● To do
Copy word for word the rows below that begin with the line containing "Could you confirm whether any arid" and end with the line containing "0 324 800 514", including both of those lines and nothing else.

— Begin Data for this task —

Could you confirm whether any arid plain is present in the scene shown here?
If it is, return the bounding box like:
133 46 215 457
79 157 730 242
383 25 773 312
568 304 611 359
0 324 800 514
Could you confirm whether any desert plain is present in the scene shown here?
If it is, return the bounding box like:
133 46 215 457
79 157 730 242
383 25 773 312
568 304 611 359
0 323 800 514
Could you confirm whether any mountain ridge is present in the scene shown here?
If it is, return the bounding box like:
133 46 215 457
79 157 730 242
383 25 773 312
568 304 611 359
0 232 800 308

— End Data for this task —
— Begin Data for this task —

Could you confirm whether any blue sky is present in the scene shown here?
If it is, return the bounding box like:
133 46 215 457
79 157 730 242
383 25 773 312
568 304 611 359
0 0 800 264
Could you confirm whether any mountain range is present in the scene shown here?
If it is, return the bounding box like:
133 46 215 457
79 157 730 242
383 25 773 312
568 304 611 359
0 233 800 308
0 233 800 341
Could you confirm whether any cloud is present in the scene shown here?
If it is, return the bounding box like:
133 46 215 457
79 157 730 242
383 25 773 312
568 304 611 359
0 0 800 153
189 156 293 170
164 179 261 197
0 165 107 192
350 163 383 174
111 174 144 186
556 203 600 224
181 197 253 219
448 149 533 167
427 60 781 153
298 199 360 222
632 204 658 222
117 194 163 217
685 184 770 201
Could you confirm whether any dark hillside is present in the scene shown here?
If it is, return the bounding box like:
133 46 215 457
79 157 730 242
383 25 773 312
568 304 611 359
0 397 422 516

— End Data for this task —
— Begin Data for this task —

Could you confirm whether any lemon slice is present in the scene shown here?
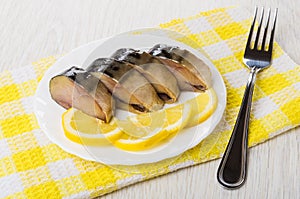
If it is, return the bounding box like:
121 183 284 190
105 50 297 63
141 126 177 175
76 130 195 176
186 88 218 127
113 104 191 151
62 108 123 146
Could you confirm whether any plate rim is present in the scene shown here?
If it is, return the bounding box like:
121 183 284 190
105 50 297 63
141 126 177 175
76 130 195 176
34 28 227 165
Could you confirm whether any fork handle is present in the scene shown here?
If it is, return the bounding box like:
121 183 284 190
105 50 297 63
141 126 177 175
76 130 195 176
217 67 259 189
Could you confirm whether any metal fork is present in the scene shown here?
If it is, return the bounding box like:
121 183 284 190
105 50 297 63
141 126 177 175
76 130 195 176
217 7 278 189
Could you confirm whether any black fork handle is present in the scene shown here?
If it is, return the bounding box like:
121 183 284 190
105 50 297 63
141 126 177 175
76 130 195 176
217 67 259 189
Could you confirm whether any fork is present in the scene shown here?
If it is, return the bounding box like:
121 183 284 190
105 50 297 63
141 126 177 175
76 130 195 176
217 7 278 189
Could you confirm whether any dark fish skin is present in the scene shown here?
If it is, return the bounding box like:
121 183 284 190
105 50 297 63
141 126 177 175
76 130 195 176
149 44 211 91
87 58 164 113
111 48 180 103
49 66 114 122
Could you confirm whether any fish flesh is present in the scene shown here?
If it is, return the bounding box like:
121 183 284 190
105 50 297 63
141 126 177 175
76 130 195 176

— End Data for this task —

● Answer below
Could you confirm whether any arid plain is present in the scene shown here?
If it is, return the bounding box like:
133 46 215 457
79 157 730 242
383 25 773 312
568 304 611 359
0 324 800 514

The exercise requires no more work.